──────── SOURCE MATERIAL ────────

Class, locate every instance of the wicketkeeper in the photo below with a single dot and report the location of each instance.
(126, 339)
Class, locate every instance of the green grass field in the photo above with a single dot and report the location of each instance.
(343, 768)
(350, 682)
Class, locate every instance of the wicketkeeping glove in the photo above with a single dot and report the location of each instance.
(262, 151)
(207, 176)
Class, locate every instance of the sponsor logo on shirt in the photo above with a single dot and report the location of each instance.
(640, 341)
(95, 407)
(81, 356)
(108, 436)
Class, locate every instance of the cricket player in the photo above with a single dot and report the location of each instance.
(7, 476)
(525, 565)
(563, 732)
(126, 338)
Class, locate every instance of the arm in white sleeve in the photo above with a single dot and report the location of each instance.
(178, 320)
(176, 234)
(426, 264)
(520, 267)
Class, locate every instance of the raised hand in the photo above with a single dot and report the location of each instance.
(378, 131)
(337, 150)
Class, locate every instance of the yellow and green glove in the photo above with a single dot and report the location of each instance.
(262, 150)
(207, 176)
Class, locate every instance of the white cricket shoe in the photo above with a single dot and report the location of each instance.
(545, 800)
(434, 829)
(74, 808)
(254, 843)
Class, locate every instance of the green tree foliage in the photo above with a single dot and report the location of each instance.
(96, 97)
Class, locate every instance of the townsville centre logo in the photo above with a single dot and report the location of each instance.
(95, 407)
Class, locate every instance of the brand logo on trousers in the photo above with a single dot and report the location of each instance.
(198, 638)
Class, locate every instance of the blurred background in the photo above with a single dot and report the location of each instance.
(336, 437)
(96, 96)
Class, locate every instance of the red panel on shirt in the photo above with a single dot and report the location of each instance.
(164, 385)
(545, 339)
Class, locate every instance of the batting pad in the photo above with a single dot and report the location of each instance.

────────

ABOUT THIS EXERCISE: A complete, exact copy of the entries is required.

EXPECTED ANSWER:
Class, locate every instance of the wicketkeeper in the photo below with a single dot and report the location of each instance.
(126, 339)
Class, locate every instance of the green grass field in the photo above with a single dot and report the location of each instance.
(343, 768)
(350, 682)
Class, locate every instance of the wicketkeeping glove in the photo above with a single dot and report the location of each instance.
(262, 151)
(207, 176)
Class, locate every instance of the sponsor logo on shirt in the photo above with a single dot and report the location of each instance.
(640, 341)
(95, 407)
(81, 356)
(108, 436)
Class, locate every instance of the cricket player in the photo above with a single dot and report the location of each instance.
(7, 476)
(525, 565)
(563, 732)
(126, 338)
Class, locate every instance of the arm in white sleeve in the photo above with a single dot and report the location of each instance.
(178, 320)
(176, 234)
(426, 264)
(520, 267)
Class, locate every instance of the raised hand in the photo above with a single dot and report the location of each instance.
(378, 131)
(337, 150)
Class, locate every instance of the yellow and green glove in the photo above with a single dot and report the location of each instance.
(262, 150)
(207, 176)
Class, locate every instance of the white cricket shoe in the photo above with a single dot and report the location of each instance.
(545, 800)
(434, 829)
(74, 808)
(254, 843)
Class, locate every instance of the green tree foliage in the photo above with a single dot and report the location of each instance.
(96, 97)
Class, locate every instance of the townsville centre logo in the photo above with a single dot and report the location of each instance.
(95, 407)
Class, locate every instance of the brand logo on trousers in the photo above with a single dot and report the location of each instance.
(198, 638)
Class, locate every instance of the blurred background in the photo above with a single dot and report the location of each instance.
(336, 437)
(96, 96)
Class, locate every instance of the red panel on shirt in the photo above with a single dot and report the location of each instance.
(164, 385)
(545, 339)
Class, locate every instance of the batting pad in the photo above with a single dot and report the location of each instance.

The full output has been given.